"""
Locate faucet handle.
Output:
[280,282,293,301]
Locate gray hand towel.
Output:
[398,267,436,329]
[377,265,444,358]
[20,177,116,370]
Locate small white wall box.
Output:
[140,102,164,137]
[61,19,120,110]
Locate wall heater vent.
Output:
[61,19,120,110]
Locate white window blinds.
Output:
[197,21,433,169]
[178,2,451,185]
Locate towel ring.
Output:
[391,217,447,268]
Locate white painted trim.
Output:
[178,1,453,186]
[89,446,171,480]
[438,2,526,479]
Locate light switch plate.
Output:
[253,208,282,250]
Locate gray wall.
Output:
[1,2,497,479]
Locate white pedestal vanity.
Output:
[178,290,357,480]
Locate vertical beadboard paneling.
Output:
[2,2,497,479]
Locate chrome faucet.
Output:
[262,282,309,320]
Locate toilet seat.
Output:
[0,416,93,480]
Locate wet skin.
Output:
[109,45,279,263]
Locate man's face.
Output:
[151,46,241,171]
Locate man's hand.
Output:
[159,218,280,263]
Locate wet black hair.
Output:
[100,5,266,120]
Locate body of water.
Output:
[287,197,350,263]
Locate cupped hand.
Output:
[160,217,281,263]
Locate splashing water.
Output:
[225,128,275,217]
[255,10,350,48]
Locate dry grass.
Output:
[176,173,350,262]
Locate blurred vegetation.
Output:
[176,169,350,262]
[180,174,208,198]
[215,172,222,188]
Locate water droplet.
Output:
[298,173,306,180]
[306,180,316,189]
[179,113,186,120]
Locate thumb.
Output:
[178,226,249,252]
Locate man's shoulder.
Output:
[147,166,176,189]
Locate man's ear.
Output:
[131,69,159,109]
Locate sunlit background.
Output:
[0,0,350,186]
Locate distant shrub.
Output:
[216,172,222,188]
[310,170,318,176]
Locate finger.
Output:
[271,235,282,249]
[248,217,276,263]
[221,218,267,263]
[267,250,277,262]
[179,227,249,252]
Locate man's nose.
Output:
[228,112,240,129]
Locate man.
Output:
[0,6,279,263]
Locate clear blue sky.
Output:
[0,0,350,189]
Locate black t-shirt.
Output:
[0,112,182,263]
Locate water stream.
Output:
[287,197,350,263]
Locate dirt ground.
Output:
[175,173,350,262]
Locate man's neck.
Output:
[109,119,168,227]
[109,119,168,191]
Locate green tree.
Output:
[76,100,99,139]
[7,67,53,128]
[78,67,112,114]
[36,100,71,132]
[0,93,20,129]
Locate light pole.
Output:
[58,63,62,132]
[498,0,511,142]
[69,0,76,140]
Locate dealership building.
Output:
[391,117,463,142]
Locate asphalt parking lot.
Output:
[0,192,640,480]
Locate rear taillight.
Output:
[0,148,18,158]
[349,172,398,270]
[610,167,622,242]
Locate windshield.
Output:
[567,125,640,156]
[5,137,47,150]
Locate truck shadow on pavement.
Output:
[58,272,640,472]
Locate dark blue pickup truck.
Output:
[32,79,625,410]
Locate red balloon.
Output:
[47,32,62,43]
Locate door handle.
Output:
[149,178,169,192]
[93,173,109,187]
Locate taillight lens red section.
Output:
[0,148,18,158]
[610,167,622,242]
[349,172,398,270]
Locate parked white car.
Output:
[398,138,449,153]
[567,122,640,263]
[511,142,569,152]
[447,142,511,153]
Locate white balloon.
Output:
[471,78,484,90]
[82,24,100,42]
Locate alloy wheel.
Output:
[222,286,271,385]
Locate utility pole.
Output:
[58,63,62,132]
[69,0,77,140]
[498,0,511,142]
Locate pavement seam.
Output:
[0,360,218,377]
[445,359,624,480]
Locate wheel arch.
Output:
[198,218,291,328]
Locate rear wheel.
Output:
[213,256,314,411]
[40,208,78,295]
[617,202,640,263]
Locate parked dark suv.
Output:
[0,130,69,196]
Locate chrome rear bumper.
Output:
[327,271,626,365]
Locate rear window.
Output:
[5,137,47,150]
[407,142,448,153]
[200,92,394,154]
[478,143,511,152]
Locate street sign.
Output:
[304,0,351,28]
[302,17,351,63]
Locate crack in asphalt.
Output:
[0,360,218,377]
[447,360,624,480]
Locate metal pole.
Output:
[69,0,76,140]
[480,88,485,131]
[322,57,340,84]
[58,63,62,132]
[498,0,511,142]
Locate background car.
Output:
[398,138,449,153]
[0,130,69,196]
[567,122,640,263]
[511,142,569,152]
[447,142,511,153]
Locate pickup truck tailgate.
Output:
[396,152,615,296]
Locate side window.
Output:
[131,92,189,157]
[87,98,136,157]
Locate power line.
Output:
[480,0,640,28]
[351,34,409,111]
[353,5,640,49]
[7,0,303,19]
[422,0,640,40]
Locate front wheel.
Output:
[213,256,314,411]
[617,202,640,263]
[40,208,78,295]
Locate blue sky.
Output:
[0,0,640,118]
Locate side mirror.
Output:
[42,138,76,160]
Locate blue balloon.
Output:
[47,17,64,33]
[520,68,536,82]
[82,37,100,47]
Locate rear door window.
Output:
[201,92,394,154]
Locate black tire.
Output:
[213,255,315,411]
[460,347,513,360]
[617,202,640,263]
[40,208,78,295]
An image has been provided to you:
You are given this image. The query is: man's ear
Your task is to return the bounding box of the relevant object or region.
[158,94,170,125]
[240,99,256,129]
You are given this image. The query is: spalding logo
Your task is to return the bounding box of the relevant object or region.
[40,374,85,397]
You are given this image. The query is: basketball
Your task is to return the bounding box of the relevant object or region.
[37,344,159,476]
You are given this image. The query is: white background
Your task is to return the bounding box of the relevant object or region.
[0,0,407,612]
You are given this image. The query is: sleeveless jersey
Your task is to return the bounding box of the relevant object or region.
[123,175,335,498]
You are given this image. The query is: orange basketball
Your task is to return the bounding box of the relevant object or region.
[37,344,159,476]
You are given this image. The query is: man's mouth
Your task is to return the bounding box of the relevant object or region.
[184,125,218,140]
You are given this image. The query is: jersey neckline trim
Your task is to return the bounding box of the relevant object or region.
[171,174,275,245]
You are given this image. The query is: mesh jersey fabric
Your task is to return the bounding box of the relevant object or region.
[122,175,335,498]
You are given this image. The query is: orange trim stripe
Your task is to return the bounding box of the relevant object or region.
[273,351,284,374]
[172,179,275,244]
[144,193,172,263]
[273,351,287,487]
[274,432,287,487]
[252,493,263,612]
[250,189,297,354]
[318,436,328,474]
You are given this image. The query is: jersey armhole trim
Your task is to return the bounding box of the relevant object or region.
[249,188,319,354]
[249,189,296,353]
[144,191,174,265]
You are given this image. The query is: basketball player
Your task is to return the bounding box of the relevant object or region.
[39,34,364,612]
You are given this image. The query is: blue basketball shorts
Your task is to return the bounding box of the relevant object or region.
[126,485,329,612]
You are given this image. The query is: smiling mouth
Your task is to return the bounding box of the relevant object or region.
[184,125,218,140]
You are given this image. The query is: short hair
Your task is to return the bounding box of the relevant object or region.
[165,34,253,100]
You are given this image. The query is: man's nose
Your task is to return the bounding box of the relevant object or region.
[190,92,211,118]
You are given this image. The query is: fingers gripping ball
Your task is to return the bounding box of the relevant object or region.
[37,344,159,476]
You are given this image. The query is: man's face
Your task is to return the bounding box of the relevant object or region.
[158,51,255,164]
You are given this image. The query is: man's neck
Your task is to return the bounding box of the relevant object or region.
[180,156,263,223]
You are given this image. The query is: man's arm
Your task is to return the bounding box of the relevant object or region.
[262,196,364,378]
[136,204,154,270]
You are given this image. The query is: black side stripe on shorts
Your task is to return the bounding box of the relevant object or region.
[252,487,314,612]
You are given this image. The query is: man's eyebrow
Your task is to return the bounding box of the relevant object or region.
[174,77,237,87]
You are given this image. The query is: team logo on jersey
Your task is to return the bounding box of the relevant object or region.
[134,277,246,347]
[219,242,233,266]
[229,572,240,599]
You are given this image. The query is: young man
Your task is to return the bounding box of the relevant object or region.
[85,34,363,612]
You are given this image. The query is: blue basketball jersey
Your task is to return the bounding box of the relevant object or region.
"""
• _STATED TASK_: Convert the data, from its first line through the line containing "[178,226,249,252]", into a JSON list of strings with one string per line, leaving out any blank lines.

• _FINISHED ANSWER_:
[
  "Locate faucet handle.",
  "Output:",
  "[280,282,293,301]",
  "Locate gray hand towel.",
  "Output:",
  "[398,267,436,329]",
  "[377,265,444,358]",
  "[20,177,116,370]",
  "Locate small white wall box.",
  "Output:",
  "[140,102,164,137]",
  "[61,19,120,110]",
  "Locate wall heater vent.",
  "Output:",
  "[61,19,120,110]",
  "Locate white window blinds.",
  "Output:",
  "[197,21,433,169]",
  "[178,2,451,185]",
  "Locate towel ring.",
  "Output:",
  "[391,217,447,268]",
  "Locate white painted trim.",
  "Output:",
  "[178,1,453,186]",
  "[89,446,171,480]",
  "[438,2,526,479]",
  "Locate light switch plate.",
  "Output:",
  "[253,208,282,250]",
  "Locate gray wall.",
  "Output:",
  "[1,2,497,479]",
  "Locate white pedestal vanity.",
  "Output:",
  "[178,290,357,480]",
  "Locate vertical beadboard paneling.",
  "Output:",
  "[2,2,497,479]",
  "Locate chrome faucet.",
  "Output:",
  "[262,282,309,320]",
  "Locate toilet seat.",
  "Output:",
  "[0,416,93,480]",
  "Locate wet skin.",
  "Output:",
  "[109,45,279,263]",
  "Locate man's face.",
  "Output:",
  "[151,46,241,171]",
  "Locate man's hand.",
  "Output:",
  "[159,218,280,263]",
  "Locate wet black hair.",
  "Output:",
  "[100,5,266,120]",
  "Locate body of water.",
  "Output:",
  "[287,197,350,263]",
  "Locate cupped hand.",
  "Output:",
  "[160,217,281,263]",
  "Locate splashing water.",
  "Output:",
  "[225,128,275,217]",
  "[255,10,350,48]",
  "Locate dry grass.",
  "Output:",
  "[176,173,350,262]",
  "Locate blurred vegetation.",
  "Output:",
  "[176,169,350,262]",
  "[180,174,208,198]",
  "[215,172,222,188]",
  "Locate water droplet.",
  "Output:",
  "[298,173,306,180]",
  "[306,180,316,189]",
  "[179,113,186,120]",
  "Locate thumb.",
  "Output:",
  "[178,226,249,252]"
]